● **DIRECTIVE A**
Report every line of the records that contains the string "green". Case counts.

----------

The instrument was built around the body of a commercial inverted widefield fluorescence microscope (Eclipse Ti-U, Nikon Instruments). For fluorescence excitation, three laser lines (488 nm, Sapphire-100 and 640 nm, Cube640-40C, Coherent; 532 nm, LasNova GLK 3250 T01, Lasos) were combined through a set of dichroic mirrors and coupled into a broadband optical single-mode fiber (kineFlex, Point Source) by an acousto-optical filter (AOTF, TF525-250-6-3-GH18A, Gooch&Housego). The AOTF was externally controlled through custom-made electronics and triggered by the camera such that excitation light was only transmitted during the camera exposure time. Laser light further passed a previously described cylindrical zoom unit [23], which allowed us to match light sheet dimensions and lateral (x-y) size of the specimen, depth of focus (z) as well as the image field of the detection optics. Optionally, a galvo mirror (GVS011, Thorlabs) could be employed to rotate the light sheet by up to + - 7.5° around the center of the image plane at a frequency of 200 Hz – well above typical image acquisition rates – to overcome shadowing artifacts [24]. The excitation light sheet was formed in a custom-made cuvette [19] (Hellma) by a plan apochromat illumination objective (10x, NA 0.28, Plan Apo, Mitutoyo) as depicted in Fig. 1 .

----------

● **DIRECTIVE B**
Please rewrite the paragraph of the microscope description that begins "The instrument was built around" as a shorter list that keeps its main facts.

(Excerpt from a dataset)
----------

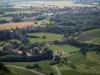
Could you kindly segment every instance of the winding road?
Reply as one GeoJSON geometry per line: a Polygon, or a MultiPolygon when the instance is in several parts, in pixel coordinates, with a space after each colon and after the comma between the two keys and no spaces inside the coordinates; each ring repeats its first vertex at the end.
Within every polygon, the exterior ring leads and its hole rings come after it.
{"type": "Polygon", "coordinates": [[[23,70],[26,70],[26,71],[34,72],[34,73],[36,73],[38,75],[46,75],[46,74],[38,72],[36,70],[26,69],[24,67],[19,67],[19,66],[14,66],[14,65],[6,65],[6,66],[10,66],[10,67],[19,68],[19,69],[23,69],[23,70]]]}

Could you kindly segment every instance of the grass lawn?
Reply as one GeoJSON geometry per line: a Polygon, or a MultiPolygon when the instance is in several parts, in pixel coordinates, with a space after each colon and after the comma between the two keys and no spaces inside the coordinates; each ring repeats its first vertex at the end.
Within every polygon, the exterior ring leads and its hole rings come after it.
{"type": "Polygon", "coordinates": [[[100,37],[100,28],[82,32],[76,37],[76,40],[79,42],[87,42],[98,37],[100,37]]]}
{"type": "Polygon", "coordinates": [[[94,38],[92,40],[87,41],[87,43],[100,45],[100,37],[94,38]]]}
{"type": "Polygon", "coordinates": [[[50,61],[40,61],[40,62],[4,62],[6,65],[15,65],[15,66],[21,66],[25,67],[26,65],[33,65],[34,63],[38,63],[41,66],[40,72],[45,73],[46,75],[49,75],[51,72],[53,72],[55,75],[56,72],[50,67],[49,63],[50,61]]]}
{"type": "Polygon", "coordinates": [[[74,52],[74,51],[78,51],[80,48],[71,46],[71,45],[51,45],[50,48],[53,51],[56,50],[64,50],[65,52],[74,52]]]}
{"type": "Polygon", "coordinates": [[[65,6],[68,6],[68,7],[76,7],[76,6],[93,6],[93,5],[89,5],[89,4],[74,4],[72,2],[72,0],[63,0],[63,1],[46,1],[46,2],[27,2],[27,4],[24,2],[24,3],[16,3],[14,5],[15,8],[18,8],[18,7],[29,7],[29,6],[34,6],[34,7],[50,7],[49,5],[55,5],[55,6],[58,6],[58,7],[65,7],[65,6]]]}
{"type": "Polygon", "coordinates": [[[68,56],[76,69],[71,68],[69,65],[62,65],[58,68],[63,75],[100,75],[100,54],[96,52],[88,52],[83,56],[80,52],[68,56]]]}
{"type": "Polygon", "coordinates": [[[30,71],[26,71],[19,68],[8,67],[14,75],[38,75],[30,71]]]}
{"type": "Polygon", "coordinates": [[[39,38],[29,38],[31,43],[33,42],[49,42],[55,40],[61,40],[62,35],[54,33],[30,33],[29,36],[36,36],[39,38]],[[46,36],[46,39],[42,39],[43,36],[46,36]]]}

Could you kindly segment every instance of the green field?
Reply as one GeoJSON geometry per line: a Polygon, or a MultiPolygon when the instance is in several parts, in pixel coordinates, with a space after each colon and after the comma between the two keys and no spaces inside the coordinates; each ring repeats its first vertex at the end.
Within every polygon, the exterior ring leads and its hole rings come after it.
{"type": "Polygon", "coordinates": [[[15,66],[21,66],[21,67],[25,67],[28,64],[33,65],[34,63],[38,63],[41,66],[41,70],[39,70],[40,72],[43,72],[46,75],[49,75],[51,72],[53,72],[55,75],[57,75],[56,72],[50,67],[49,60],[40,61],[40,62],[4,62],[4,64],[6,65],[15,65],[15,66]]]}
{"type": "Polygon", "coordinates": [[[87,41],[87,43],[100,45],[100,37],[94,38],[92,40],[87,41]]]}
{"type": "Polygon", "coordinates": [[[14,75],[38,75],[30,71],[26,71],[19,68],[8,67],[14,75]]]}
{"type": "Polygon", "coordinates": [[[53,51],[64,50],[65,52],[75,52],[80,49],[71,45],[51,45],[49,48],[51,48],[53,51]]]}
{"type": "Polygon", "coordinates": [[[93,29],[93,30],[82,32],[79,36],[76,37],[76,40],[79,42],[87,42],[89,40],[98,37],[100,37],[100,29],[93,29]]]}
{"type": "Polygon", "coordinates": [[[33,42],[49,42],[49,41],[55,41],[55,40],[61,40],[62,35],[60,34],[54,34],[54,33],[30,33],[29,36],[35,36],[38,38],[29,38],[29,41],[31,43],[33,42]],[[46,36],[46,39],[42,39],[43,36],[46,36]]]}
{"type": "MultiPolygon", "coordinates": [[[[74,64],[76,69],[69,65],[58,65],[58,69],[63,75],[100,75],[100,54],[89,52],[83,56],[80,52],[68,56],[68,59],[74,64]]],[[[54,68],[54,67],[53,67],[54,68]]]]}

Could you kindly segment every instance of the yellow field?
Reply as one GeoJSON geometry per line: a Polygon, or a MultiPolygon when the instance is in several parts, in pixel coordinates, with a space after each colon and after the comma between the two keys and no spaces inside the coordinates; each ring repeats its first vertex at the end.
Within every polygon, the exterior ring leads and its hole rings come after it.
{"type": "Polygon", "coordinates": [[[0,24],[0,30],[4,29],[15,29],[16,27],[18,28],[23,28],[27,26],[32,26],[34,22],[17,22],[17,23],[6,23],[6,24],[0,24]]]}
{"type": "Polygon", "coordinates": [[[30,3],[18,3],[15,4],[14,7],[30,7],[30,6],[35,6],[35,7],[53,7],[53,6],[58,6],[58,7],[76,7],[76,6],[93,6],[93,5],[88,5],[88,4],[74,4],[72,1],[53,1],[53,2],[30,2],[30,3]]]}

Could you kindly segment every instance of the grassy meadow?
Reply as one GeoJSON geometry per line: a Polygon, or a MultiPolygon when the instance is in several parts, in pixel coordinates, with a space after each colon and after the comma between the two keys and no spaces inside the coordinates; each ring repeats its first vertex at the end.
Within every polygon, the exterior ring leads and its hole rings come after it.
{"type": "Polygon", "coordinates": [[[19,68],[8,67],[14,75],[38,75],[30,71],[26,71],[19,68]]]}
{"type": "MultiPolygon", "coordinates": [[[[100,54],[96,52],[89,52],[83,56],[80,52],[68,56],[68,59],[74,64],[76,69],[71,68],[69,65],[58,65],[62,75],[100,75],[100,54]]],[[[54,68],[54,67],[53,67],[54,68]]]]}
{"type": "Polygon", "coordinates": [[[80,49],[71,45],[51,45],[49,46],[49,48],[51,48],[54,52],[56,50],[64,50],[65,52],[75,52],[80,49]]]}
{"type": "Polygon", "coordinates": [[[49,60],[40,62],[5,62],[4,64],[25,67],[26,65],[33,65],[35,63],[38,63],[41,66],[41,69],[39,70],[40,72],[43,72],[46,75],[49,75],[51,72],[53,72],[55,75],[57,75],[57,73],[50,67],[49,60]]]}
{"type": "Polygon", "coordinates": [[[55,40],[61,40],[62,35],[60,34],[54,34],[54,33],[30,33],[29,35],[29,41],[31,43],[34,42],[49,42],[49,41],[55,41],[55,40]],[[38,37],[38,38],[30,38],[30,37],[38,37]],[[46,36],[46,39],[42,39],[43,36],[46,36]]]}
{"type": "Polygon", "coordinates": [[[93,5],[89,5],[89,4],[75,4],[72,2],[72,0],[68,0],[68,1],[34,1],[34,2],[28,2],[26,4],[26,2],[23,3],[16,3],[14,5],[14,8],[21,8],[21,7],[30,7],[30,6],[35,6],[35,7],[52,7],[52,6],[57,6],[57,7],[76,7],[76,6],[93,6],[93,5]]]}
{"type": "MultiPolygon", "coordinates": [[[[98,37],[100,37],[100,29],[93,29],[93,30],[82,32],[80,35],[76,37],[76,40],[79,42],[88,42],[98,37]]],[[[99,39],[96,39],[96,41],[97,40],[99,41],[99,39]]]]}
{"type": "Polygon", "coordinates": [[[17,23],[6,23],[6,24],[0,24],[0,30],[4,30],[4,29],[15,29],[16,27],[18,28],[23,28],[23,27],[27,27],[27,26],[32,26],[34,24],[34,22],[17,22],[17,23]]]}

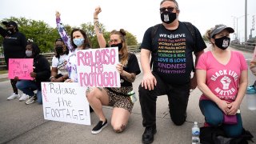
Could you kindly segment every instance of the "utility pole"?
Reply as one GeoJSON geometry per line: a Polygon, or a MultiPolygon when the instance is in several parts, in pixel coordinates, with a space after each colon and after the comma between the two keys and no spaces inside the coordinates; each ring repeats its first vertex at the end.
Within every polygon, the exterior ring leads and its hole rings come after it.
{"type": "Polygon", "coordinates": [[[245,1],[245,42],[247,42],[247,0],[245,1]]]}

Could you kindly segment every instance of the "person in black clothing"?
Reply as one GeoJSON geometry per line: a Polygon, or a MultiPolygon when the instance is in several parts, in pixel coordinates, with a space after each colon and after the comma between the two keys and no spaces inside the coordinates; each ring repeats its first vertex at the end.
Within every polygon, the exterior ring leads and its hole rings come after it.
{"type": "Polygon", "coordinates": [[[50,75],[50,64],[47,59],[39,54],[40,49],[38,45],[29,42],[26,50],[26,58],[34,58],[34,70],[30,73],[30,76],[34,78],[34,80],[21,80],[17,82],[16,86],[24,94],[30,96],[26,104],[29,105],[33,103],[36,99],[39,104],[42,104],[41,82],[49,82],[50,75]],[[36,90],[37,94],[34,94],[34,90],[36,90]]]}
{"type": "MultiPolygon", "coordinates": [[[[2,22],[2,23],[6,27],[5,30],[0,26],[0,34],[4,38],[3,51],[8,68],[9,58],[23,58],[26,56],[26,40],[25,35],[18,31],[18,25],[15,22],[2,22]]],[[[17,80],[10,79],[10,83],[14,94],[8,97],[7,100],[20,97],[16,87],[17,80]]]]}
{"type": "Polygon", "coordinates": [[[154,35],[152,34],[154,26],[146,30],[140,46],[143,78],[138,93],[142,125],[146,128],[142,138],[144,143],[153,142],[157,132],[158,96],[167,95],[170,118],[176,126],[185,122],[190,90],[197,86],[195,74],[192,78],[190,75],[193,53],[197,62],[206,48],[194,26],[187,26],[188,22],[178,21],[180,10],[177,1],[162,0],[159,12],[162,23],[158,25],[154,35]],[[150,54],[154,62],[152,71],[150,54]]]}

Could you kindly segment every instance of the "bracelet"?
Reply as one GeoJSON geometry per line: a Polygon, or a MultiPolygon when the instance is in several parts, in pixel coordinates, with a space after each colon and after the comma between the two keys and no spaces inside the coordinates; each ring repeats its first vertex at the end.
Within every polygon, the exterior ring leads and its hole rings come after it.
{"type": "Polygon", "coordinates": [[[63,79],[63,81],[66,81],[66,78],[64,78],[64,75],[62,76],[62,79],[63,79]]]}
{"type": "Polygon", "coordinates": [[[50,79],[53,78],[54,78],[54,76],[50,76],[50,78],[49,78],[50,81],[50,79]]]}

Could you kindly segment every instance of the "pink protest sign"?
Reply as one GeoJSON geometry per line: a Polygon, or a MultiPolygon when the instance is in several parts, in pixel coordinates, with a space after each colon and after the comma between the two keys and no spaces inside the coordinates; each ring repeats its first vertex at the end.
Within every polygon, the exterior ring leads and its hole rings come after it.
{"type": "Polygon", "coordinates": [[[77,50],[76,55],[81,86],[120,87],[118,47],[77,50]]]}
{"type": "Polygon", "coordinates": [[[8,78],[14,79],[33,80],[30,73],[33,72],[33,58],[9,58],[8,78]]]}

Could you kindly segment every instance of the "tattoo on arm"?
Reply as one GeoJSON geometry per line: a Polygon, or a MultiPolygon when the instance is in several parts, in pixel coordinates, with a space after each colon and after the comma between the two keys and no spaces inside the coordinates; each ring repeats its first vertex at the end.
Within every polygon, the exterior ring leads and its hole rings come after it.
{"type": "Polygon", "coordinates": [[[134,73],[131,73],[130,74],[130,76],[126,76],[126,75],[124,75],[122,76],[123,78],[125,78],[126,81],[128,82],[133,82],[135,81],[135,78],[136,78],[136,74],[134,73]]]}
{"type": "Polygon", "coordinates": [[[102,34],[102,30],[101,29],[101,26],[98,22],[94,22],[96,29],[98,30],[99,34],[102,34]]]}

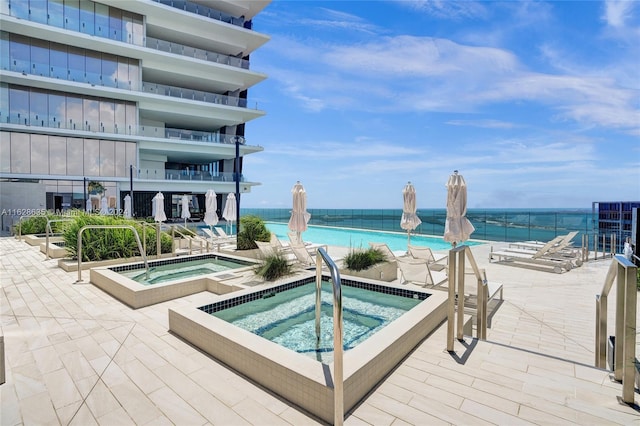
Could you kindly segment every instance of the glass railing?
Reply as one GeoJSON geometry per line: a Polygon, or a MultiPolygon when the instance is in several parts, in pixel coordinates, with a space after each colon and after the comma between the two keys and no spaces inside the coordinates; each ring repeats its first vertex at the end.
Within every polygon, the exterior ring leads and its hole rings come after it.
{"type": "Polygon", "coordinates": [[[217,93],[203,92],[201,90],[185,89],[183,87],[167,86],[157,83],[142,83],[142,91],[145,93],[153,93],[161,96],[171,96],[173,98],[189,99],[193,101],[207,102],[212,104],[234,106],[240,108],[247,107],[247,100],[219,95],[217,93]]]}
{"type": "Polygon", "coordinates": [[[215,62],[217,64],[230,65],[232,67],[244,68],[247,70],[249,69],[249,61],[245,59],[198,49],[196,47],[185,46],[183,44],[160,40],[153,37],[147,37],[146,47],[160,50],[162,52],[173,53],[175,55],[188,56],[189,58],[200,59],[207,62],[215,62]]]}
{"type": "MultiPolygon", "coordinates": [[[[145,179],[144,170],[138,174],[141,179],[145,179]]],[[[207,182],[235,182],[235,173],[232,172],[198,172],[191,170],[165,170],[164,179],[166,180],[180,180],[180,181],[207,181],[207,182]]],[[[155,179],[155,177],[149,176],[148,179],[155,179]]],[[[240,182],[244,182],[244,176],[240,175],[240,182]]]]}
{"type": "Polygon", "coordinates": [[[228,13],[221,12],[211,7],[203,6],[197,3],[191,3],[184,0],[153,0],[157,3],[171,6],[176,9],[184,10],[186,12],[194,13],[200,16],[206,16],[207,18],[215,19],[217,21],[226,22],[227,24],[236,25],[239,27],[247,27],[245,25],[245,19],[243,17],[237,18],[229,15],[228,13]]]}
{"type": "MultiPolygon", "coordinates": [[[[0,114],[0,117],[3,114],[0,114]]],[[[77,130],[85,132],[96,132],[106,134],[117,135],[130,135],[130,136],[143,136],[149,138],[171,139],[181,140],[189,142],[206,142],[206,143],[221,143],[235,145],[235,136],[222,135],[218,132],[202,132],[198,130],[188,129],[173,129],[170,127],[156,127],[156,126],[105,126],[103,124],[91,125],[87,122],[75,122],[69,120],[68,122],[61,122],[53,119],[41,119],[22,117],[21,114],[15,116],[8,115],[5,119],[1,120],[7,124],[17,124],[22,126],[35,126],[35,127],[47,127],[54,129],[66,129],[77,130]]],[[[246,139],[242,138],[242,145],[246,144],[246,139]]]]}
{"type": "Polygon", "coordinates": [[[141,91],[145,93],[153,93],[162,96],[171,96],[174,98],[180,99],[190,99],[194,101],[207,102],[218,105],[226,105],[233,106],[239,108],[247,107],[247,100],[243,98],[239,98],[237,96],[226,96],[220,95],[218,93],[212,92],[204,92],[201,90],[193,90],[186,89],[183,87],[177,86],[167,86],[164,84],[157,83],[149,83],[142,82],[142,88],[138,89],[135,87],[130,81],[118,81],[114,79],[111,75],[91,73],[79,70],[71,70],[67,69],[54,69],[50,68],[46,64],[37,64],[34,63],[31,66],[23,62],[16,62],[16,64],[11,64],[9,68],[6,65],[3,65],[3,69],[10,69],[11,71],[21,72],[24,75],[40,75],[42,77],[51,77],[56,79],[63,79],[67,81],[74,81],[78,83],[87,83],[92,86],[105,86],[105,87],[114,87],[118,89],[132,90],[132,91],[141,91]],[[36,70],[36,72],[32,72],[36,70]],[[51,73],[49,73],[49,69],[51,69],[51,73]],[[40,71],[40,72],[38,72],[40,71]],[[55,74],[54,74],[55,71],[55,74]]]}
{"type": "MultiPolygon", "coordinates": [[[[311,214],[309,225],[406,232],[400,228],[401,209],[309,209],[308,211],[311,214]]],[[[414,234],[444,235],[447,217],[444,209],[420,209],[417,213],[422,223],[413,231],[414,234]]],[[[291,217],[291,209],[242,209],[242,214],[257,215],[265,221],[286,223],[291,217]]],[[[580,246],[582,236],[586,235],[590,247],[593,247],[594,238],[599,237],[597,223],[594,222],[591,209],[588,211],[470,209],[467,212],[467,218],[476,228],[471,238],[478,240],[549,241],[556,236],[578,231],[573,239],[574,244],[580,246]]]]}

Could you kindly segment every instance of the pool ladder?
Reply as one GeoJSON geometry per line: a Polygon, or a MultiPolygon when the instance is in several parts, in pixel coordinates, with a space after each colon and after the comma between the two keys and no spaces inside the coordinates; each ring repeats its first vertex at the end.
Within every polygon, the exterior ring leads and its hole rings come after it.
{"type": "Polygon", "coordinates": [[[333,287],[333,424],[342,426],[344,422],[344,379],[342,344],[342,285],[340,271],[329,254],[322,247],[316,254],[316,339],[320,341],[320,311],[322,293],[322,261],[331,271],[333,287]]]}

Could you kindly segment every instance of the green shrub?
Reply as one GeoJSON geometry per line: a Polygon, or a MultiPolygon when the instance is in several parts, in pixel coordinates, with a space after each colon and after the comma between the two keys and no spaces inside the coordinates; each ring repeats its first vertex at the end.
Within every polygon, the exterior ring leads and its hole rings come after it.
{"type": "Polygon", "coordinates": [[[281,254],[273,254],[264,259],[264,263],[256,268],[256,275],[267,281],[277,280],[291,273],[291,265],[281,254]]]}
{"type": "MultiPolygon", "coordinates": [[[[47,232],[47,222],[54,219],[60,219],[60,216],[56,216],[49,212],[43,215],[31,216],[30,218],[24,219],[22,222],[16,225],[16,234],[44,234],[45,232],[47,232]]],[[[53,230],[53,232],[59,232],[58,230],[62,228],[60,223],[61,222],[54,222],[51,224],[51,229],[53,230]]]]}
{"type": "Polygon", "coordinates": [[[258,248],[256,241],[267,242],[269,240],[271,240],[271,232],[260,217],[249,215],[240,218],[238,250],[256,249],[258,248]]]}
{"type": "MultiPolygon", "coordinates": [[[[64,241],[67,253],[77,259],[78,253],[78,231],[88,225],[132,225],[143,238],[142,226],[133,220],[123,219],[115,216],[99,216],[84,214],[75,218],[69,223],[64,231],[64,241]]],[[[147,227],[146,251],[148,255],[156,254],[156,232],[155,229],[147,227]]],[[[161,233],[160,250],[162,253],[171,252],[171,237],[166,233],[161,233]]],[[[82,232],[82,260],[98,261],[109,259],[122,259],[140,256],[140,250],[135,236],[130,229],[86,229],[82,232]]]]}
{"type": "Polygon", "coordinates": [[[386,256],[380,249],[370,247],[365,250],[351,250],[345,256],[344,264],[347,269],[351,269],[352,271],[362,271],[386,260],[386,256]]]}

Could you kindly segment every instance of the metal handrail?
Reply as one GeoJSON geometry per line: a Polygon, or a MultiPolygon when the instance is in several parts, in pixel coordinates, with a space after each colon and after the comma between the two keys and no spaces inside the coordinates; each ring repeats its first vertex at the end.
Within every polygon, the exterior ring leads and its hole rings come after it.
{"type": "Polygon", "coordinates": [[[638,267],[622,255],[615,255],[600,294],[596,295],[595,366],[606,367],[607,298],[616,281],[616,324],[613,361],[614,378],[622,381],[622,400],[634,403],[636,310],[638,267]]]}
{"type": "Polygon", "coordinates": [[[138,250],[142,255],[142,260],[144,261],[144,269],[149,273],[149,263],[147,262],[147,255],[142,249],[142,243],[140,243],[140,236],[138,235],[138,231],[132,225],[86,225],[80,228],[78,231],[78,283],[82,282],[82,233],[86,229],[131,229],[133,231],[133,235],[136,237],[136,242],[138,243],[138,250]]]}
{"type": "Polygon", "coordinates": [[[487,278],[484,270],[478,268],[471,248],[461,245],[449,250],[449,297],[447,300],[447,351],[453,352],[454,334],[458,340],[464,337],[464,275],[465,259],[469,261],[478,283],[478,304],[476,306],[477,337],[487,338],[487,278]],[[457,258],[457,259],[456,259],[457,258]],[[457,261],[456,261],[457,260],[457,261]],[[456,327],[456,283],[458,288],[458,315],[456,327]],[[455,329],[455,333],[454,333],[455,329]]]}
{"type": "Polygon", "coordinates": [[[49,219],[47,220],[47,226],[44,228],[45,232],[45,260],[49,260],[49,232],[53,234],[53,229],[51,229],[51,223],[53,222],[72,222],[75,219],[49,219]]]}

----------

● **TASK RESPONSE A**
Could you kindly segment every instance of the green field?
Could you kindly segment every instance of the green shrub?

● **TASK RESPONSE B**
- Base: a commercial inverted widefield fluorescence microscope (Nikon Eclipse Ti-U).
- Excitation: 488 nm and 640 nm lasers (Coherent) and a 532 nm laser (Lasos) are combined by dichroic mirrors. An AOTF (Gooch&Housego) couples them into a broadband single-mode fiber (kineFlex, Point Source).
- AOTF control: custom electronics control it, and the camera triggers it so light passes only during exposure.
- Cylindrical zoom unit: matches the light sheet to the specimen's lateral size, the depth of focus and the detection image field.
- Optional galvo mirror (Thorlabs GVS011): rotates the light sheet by up to ±7.5° at 200 Hz to overcome shadowing artifacts.
- Light sheet formation: a 10x, NA 0.28 Mitutoyo Plan Apo illumination objective forms the sheet in a custom-made Hellma cuvette (Fig. 1).